DOCUMENT PASSAGE>
■ ■ ■ ■ ■ ■ ■

The Evolution and History of Local Government and Decentralisation in Ghana (From 1957 – 1987)

in #steempress6 years ago


The 1957 Constitution which gave birth to Ghana’s independence on the 6th of March 1957 also provided some reforms in the Local Government system. The Constitution divided the country into
five administrative regions: Eastern, Western, Ashanti, Northern and the Trans-Volta Togoland Regions. Representatives from the Regional Houses of Chiefs headed the regions except the Ashanti
which had been headed by the Asantehene. Every region had an Assembly (equivalent of Parliament) and these regional assemblies were responsible for the entire development of the regions.

Again, the Constitution retained the Local Government Councils: Municipal, District, Urban and Local Councils, as were in existence. Unfortunately, the regional assemblies (Parliaments) did not see their own importance in dispensing local governance and thus, their activities were marked with grave opposition. This was the situation until the 1960 Republican Constitution was promulgated which provided for some reforms in the Local Government system again.

Remarkable in the Republican Constitution about strengthening local governance was the creation of regions the Central Region, the Upper Regions and the Trans-Volta Togoland now the Volta Region. This brought the number of regions in the country to seven. A year after the promulgation of the Republican Constitution, there was another Local Government Act in 1961, Act 54, which divided the country into cities, Municipal and Local Area Councils (Ahwoi, ibid.: 3). This was the Act that recognised the participation of Village, Town and Area Committees in Local Government processes but proscribed the representation of traditional authorities. This again was a major reform in Ghana’s Local Government
system because it introduced elections to get members of the various committees with a Paramount Chief chairing the District Councils who was appointed by the Minister for Justice to chair and lead the processes leading to electing a substantive chair. The District Councils had three-year tenure of office though eligible for re-election.

■ ■ ■ ■ ■ ■ ■

REQUEST 1>
Please extract every line of the records below that contains the string "instrument", treating uppercase and lowercase letters as different.

[Point-labeling examples]
■ ■ ■ ■ ■ ■ ■

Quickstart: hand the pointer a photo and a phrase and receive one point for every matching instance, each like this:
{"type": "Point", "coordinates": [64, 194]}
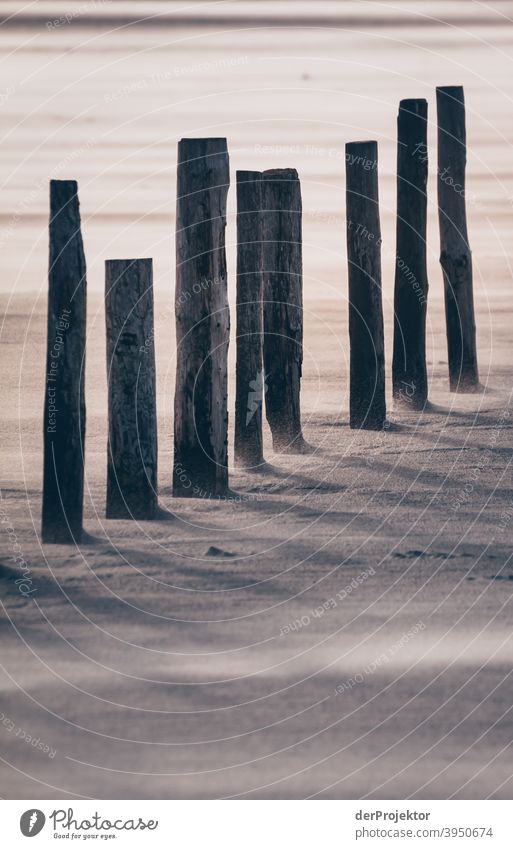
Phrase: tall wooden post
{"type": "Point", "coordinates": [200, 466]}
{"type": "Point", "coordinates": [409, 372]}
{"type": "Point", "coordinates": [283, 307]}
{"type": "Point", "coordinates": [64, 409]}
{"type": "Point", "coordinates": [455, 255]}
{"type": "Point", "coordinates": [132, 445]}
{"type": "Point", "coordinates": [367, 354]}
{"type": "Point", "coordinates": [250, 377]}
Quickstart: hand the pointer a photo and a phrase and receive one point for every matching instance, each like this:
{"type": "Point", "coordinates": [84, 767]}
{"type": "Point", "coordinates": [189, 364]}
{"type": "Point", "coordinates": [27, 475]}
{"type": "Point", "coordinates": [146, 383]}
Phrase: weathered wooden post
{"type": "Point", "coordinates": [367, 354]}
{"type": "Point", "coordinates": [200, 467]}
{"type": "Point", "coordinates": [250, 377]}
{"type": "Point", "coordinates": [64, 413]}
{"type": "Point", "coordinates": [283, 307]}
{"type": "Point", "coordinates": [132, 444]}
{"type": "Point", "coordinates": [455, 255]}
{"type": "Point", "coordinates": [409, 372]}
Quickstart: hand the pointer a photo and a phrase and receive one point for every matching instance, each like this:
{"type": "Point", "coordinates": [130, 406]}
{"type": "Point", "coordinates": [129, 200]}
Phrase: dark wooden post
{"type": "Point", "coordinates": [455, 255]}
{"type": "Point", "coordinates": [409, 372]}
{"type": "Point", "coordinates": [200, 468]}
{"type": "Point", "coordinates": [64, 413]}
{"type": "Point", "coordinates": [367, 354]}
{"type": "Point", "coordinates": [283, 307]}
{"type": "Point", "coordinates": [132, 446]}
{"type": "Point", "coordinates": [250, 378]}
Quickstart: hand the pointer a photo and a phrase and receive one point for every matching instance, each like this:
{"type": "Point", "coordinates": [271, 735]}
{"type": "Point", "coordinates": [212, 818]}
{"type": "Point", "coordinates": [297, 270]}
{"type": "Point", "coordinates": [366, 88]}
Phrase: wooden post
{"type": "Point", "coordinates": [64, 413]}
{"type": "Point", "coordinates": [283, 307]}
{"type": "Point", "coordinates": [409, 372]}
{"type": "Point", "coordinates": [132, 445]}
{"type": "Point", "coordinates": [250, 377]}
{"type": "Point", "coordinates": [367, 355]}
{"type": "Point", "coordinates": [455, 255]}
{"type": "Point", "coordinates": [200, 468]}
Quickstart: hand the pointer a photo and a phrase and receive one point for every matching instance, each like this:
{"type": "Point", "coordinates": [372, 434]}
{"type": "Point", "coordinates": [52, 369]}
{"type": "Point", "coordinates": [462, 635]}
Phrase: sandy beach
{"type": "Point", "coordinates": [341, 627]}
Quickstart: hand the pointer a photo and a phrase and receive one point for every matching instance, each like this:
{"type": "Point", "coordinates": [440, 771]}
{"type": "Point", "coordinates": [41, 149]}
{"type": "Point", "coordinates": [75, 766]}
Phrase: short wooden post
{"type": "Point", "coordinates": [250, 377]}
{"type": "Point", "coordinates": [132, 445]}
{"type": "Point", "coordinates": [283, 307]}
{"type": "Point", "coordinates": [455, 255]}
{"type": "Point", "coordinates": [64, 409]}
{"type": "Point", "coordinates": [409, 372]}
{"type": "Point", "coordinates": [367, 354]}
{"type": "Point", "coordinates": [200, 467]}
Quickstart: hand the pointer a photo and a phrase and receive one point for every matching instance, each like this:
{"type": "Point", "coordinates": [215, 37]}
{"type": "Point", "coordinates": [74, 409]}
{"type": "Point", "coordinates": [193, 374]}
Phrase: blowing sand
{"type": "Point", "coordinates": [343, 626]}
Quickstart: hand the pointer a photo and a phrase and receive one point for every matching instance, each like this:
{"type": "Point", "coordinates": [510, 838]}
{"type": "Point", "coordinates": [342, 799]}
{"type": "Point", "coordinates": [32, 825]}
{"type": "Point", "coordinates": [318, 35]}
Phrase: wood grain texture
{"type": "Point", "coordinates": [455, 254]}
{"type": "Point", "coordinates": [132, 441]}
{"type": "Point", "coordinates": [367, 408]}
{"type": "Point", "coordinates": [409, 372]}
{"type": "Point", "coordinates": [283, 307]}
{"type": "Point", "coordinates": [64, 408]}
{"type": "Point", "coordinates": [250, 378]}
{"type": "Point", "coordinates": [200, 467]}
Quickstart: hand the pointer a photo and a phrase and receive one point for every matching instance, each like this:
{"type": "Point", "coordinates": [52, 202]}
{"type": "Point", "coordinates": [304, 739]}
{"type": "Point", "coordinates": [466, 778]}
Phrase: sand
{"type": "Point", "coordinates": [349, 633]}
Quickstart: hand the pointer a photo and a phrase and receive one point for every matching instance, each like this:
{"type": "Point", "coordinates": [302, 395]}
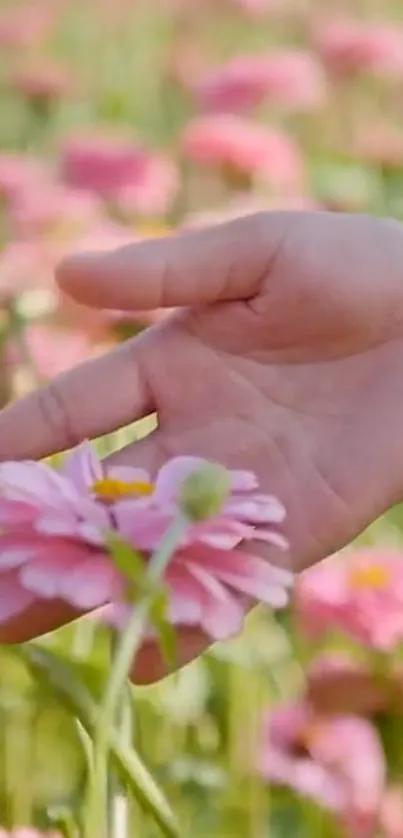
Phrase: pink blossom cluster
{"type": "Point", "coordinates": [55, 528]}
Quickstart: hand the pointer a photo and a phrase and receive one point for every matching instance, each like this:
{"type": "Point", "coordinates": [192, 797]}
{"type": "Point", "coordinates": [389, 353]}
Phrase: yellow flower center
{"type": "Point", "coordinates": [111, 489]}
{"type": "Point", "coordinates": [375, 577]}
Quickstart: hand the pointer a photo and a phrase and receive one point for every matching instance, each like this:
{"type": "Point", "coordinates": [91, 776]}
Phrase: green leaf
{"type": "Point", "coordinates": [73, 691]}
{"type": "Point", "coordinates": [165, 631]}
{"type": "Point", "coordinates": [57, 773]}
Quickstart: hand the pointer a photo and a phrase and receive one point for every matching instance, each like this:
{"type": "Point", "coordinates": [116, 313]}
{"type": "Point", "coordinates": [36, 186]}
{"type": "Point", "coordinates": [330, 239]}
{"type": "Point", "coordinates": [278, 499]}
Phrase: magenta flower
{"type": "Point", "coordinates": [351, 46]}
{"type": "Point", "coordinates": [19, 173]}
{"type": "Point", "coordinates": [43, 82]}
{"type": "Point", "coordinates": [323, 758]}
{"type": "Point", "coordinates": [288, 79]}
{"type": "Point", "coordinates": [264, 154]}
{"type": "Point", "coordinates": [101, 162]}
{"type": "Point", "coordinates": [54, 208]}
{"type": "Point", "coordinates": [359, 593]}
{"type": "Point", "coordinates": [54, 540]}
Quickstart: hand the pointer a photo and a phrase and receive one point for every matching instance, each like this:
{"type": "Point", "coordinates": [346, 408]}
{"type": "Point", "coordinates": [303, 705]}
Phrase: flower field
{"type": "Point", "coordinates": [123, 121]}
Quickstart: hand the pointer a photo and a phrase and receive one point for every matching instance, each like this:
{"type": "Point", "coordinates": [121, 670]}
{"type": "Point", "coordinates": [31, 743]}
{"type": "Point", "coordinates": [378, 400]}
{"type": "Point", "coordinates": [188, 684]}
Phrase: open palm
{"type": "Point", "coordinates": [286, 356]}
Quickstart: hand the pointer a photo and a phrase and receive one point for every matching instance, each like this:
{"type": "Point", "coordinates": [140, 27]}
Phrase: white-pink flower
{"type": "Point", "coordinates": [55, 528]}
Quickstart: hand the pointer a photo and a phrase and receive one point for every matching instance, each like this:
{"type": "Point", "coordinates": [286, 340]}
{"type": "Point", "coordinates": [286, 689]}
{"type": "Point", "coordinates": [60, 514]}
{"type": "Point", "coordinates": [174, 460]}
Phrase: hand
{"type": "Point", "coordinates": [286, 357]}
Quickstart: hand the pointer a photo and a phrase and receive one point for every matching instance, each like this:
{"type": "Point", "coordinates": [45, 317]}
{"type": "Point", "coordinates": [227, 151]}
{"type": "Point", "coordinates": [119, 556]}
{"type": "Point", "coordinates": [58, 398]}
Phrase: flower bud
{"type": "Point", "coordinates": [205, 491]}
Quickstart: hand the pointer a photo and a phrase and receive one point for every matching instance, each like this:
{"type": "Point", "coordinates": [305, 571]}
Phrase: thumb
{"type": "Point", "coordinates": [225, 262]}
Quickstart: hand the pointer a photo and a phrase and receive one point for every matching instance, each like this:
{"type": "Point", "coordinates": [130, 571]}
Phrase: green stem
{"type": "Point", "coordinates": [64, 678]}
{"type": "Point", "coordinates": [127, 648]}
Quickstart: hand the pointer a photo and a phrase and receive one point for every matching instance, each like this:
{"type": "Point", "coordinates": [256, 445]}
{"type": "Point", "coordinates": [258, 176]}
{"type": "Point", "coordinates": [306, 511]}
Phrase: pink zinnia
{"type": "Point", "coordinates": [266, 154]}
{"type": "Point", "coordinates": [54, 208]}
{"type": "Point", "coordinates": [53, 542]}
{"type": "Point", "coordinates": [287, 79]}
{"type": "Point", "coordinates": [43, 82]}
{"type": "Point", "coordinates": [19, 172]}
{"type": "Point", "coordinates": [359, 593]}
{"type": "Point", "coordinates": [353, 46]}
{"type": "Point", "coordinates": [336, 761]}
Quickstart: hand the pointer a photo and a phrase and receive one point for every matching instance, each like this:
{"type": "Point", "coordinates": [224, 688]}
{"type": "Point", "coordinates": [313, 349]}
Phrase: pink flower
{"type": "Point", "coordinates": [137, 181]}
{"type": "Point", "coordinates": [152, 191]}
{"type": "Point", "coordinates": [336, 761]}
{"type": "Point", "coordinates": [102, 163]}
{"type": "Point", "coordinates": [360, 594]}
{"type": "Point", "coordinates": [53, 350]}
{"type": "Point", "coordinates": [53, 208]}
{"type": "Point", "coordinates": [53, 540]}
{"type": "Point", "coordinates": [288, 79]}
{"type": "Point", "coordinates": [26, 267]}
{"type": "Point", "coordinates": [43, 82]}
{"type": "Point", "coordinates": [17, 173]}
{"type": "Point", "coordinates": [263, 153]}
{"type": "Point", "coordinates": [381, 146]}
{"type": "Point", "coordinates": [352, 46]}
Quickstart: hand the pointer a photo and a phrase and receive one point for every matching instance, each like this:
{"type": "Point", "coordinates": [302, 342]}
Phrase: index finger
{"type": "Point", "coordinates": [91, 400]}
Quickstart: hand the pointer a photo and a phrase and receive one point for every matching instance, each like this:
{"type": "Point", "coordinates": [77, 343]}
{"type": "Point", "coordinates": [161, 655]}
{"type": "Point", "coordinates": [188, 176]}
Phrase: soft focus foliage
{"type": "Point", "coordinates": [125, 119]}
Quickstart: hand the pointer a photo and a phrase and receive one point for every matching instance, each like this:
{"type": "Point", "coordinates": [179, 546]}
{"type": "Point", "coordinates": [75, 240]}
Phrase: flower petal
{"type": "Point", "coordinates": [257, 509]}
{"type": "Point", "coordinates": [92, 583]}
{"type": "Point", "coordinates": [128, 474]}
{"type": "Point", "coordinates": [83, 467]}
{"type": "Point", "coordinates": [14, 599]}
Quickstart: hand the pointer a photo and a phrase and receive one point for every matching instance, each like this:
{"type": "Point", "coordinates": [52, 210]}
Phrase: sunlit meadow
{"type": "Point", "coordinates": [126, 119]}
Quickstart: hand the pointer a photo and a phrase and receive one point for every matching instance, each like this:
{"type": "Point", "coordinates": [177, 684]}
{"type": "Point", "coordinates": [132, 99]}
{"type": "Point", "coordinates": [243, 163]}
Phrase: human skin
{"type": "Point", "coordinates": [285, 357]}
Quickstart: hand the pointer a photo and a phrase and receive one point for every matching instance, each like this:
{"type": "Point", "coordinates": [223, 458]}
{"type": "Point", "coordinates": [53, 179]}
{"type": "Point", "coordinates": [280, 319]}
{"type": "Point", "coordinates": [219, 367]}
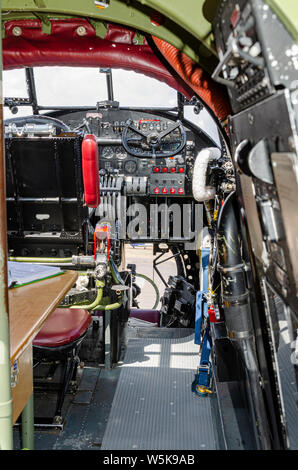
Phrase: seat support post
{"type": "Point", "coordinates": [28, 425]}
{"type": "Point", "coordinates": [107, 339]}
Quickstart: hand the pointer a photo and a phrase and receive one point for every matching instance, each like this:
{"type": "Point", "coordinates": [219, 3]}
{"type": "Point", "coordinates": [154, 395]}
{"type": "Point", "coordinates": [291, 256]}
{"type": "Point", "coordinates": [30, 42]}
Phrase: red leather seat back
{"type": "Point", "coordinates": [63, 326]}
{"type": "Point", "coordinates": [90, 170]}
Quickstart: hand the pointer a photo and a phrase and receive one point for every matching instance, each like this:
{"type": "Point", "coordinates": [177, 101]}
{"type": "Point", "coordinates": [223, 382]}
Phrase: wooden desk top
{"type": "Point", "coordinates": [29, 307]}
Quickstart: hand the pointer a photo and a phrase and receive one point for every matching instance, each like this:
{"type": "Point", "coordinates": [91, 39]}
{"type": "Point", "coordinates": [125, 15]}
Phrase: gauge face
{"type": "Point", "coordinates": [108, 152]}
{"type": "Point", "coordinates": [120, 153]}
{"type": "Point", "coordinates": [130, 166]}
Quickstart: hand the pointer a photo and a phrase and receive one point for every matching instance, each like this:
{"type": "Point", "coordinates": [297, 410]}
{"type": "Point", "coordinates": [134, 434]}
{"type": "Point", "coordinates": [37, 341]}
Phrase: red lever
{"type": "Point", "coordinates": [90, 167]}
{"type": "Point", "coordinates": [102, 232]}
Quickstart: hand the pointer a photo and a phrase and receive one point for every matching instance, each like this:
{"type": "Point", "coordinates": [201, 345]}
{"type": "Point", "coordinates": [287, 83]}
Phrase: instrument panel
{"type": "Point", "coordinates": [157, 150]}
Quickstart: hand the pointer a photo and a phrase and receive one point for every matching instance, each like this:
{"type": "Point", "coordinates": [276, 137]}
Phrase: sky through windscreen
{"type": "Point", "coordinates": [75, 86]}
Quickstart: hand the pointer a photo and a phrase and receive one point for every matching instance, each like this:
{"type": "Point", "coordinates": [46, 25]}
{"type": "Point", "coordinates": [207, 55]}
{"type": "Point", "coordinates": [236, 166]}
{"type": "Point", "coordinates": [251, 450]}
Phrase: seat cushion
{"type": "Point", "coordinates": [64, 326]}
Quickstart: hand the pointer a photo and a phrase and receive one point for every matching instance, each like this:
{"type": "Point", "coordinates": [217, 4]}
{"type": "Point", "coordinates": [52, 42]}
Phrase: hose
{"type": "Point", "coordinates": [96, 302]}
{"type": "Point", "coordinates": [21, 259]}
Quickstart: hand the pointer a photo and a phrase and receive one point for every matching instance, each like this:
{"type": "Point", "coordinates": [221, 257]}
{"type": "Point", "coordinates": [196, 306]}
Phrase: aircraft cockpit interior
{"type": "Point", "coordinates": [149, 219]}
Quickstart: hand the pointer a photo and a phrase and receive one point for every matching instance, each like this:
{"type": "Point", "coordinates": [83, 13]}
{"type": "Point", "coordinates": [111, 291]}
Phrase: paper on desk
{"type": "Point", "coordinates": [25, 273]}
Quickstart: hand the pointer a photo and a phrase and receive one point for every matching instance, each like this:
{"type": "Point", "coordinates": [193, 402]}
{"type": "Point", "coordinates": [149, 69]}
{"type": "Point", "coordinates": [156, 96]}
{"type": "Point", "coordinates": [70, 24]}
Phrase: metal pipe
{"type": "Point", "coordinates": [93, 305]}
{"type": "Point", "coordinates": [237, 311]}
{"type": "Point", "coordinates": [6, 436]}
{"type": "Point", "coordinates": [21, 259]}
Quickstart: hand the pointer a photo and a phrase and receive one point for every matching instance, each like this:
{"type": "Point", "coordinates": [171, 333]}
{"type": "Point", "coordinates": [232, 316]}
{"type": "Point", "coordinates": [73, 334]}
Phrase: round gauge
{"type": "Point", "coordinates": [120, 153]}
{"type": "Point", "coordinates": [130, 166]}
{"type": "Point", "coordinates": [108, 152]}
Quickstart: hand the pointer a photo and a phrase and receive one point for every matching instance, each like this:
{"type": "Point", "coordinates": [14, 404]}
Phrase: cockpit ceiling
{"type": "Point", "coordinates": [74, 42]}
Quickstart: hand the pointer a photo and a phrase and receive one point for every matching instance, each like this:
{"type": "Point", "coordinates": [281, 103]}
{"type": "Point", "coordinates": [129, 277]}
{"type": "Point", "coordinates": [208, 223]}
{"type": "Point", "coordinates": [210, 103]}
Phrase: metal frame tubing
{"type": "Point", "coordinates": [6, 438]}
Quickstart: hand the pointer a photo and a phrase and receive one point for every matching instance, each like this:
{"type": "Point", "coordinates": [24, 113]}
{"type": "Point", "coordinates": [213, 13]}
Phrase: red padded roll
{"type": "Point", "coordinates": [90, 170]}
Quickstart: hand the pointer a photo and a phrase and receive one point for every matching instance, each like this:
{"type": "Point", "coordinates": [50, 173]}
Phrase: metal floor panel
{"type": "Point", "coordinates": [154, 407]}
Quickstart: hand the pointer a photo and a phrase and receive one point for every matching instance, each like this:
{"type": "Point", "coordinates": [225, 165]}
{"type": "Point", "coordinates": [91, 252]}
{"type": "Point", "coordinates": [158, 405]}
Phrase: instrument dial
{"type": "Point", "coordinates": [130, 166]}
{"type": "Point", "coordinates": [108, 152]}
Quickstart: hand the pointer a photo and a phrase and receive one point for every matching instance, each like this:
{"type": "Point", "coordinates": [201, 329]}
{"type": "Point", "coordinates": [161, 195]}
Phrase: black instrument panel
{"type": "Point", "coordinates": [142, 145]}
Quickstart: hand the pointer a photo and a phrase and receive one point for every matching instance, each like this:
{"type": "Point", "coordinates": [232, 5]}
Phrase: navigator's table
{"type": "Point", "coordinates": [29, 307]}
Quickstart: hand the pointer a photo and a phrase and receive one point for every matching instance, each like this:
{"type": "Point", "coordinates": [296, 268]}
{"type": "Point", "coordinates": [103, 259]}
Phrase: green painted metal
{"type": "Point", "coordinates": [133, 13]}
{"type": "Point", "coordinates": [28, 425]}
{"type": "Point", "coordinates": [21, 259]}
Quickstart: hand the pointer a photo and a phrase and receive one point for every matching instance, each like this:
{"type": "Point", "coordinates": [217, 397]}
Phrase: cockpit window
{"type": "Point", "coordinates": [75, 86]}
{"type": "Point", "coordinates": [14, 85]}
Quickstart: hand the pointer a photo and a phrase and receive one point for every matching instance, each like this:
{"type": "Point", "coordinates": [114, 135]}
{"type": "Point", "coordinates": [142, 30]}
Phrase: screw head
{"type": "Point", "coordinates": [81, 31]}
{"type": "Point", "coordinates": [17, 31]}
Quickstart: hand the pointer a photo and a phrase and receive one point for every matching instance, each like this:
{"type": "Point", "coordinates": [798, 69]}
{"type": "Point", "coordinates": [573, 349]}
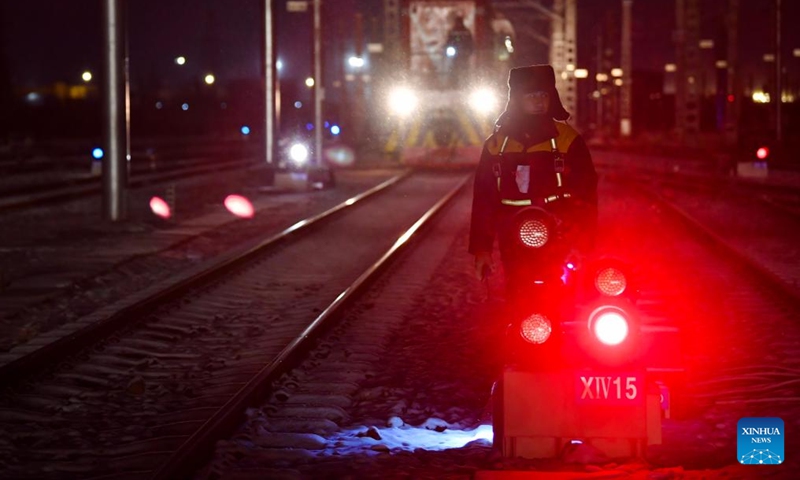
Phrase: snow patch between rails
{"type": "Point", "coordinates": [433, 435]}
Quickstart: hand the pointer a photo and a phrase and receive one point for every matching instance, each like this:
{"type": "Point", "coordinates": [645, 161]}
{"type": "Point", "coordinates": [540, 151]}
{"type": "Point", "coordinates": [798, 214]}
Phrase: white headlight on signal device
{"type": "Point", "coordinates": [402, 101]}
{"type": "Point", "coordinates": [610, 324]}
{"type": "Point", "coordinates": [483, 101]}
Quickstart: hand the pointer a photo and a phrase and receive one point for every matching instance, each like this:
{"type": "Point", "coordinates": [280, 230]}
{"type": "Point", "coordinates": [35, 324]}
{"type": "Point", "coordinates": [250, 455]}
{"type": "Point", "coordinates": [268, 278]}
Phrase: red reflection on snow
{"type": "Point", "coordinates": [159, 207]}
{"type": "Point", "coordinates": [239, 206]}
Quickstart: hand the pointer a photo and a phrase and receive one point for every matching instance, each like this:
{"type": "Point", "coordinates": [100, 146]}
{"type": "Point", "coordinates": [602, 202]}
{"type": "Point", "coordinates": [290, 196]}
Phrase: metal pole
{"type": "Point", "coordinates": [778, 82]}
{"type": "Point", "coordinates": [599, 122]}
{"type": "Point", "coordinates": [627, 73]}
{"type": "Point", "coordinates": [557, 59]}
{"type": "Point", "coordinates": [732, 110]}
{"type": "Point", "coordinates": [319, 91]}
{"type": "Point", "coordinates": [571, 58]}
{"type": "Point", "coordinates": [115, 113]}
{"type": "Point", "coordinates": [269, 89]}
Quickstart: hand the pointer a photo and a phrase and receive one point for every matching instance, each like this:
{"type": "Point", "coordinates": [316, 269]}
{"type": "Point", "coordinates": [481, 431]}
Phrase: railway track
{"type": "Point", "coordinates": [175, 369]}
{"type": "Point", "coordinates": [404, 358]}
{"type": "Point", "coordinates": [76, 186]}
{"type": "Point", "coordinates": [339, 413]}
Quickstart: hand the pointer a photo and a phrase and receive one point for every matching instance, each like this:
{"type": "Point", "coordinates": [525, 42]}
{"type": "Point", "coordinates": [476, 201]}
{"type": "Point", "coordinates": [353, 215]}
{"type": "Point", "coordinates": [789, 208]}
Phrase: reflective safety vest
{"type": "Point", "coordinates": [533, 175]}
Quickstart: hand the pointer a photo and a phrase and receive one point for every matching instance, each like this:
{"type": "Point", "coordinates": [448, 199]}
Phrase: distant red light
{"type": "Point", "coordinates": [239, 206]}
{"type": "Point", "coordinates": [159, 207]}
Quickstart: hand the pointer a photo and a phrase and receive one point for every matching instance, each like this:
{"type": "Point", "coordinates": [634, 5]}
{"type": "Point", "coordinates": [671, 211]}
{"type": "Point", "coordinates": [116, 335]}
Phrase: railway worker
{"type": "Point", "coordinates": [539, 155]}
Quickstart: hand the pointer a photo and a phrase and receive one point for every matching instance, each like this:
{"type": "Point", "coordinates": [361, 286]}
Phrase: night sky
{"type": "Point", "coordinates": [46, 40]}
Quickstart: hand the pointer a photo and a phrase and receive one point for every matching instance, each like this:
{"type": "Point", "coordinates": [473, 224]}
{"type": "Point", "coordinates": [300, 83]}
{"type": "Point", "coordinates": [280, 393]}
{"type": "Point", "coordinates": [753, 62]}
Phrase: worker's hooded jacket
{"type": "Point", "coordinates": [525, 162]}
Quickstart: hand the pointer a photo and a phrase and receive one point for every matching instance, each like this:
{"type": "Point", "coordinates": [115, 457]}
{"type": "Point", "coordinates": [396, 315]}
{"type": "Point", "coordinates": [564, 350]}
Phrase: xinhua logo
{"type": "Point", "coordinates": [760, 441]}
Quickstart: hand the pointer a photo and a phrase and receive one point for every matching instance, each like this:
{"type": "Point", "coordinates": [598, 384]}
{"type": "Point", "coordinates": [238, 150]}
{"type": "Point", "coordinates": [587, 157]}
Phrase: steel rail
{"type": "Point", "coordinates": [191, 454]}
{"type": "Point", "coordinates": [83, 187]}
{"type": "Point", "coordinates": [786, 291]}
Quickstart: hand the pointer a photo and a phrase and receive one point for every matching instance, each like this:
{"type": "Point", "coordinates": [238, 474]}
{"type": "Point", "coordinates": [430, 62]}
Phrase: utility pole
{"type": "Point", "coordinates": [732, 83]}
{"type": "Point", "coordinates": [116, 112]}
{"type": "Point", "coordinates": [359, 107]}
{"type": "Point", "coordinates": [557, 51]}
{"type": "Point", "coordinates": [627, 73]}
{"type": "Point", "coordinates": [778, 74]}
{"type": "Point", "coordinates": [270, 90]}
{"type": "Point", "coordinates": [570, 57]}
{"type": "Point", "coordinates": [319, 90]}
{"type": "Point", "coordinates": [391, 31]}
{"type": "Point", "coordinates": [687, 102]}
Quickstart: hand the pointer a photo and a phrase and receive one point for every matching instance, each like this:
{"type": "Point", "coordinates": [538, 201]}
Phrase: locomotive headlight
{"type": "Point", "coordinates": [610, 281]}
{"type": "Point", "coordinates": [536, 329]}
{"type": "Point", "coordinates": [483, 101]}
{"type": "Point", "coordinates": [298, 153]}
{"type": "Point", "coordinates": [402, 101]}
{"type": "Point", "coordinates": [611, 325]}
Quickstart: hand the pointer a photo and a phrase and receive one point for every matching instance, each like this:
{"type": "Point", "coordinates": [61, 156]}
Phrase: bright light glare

■ ■ ■ ■ ■ ■ ■

REQUEST 2>
Based on the passage on Ghana's local government, decide whether each statement is true. Answer yes or no, and quote the deciding words from the passage. (a) The Ashanti region was headed by the Asantehene. (b) The 1961 Local Government Act allowed traditional authorities to be represented. (c) The District Councils had a five-year tenure of office.

WRITTEN REPLY 1>
Phrase: instrument panel
Phrase: instrument dial
Phrase: black instrument panel

WRITTEN REPLY 2>
(a) Yes: "which had been headed by the Asantehene"
(b) No: "proscribed the representation of traditional authorities"
(c) No: "The District Councils had three-year tenure of office"